- **Dataset excerpts on pointing to objects**:
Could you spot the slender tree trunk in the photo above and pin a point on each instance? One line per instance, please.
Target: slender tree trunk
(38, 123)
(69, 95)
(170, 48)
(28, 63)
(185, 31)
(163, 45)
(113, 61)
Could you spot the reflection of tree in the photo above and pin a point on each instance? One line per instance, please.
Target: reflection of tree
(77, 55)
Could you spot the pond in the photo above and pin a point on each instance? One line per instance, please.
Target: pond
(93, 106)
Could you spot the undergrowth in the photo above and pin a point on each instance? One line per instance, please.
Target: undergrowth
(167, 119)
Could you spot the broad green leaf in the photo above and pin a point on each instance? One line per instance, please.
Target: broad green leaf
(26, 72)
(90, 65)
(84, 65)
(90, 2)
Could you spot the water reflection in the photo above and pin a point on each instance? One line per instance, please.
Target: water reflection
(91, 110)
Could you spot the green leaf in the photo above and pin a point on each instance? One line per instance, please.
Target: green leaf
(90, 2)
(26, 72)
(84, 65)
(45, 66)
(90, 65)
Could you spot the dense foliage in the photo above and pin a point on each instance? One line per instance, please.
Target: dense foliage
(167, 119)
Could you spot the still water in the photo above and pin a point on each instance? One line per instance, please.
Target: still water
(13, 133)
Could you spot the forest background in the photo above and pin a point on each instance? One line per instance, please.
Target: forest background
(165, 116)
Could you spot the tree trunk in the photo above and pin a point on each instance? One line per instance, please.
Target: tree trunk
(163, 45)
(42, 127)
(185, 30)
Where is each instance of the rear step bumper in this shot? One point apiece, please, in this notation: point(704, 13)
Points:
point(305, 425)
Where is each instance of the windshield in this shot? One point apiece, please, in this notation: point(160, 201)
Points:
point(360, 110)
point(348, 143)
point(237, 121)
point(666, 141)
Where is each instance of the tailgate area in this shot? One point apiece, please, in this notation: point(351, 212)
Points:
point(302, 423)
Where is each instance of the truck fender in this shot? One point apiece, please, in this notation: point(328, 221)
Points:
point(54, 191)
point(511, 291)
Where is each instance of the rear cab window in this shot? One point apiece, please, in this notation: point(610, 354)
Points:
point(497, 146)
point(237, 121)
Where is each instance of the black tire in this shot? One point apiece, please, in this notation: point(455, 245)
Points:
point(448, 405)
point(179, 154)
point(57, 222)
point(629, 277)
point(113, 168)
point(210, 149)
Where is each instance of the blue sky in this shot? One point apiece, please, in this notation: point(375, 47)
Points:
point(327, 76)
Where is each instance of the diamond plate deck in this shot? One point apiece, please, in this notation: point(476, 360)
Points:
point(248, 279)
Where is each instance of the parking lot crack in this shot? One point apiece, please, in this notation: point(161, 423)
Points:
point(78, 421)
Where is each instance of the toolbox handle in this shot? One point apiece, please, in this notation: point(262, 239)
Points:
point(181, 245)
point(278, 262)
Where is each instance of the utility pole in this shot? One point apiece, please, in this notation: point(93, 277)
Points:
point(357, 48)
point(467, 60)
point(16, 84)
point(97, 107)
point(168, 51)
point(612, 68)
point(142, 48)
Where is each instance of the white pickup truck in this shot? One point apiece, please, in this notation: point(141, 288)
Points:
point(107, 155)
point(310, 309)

- **EXERCISE DESCRIPTION**: Please replace "Target" with "Object" everywhere in the records above and write them out again with nothing else changed.

- **WRITTEN RESPONSE**:
Could you spot the slender tree trunk in the photo above and pin a point on each instance? One line per instance, please.
Object: slender tree trunk
(38, 123)
(69, 95)
(170, 48)
(28, 63)
(185, 31)
(163, 45)
(113, 61)
Could you spot the reflection of tree in the photo above and pin a point on each instance? One line per instance, please.
Object: reflection of tree
(77, 55)
Could you spot the pond in the photo above and pin a point on each instance? One line per instance, please.
Object: pond
(93, 106)
Could you spot the undergrowth in the photo above and pin a point on each instance? One line per instance, please.
Object: undergrowth
(167, 119)
Could you spot the broad green leaf in the photo above and pin a point on each instance? One line per instance, please.
Object: broad green leaf
(26, 72)
(90, 65)
(84, 65)
(90, 2)
Could you spot the water reflection in the photo above and pin a point on each instance? One line per instance, please.
Object: water reflection
(91, 110)
Could you spot the green leaf in the photo above and pin a point on each instance? One line per instance, please.
Object: green leaf
(90, 2)
(26, 72)
(84, 65)
(45, 66)
(90, 65)
Could you spot the dense foliage in the photo above and pin a point on each instance? One line per instance, please.
Object: dense foliage
(167, 119)
Could you spot the still water in the photo above and pin a point on each instance? One line per instance, please.
Object: still water
(13, 133)
Could you spot the forest background in the photo above and pin a point on each instance? One line per instance, please.
Object: forest background
(165, 116)
Could you spot the tree trunk in the photo above and pin a point on each instance? One line per instance, please.
Object: tree trunk
(163, 45)
(42, 127)
(185, 30)
Where is each instance of the rear step bumper in this shot? One point apiece, please, in this notation: point(704, 13)
Points:
point(305, 425)
Where is each instance of the windshield in this shot? One point apiece, please, in this notation: point(160, 201)
Points:
point(360, 110)
point(348, 143)
point(237, 121)
point(666, 141)
Where is each instance of the tailgate area in this shot? One point apiece, please, in this notation: point(351, 212)
Points:
point(302, 423)
Where is each instance of the truck fender in this shot? One point apiece, please, in this notation: point(328, 221)
Points:
point(54, 191)
point(511, 291)
Where is each instance of the rear cab window in this shot? One point apiece, please, in this notation: point(610, 354)
Points:
point(497, 146)
point(237, 121)
Where is each instance of the black tire in this shot? One point apiece, please, in this notation: point(455, 245)
Points:
point(448, 405)
point(179, 154)
point(57, 222)
point(629, 277)
point(113, 168)
point(210, 149)
Where is each instance of the blue sky in this shot? One point apiece, please, in this notation: point(375, 47)
Points:
point(327, 76)
Where is each instance of the diamond plate deck in this shot? One point apiece, please, in this notation: point(476, 360)
Points:
point(248, 279)
Where is each instance of the parking lot crack in this shot? One point apiece, please, in this notation: point(161, 423)
Points:
point(78, 421)
Where is each instance of the toolbox handle in this shot? One point apiece, please, in this notation: point(262, 239)
Points:
point(181, 245)
point(278, 262)
Where is each instance of the utility pole in this shot? One point apiece, please, in this notation: point(93, 277)
Points:
point(357, 48)
point(467, 60)
point(16, 84)
point(97, 107)
point(168, 51)
point(612, 68)
point(142, 48)
Where is each instance of the white pickup truck in this shot? One point apiece, please, in this notation: point(141, 288)
Points:
point(107, 155)
point(310, 309)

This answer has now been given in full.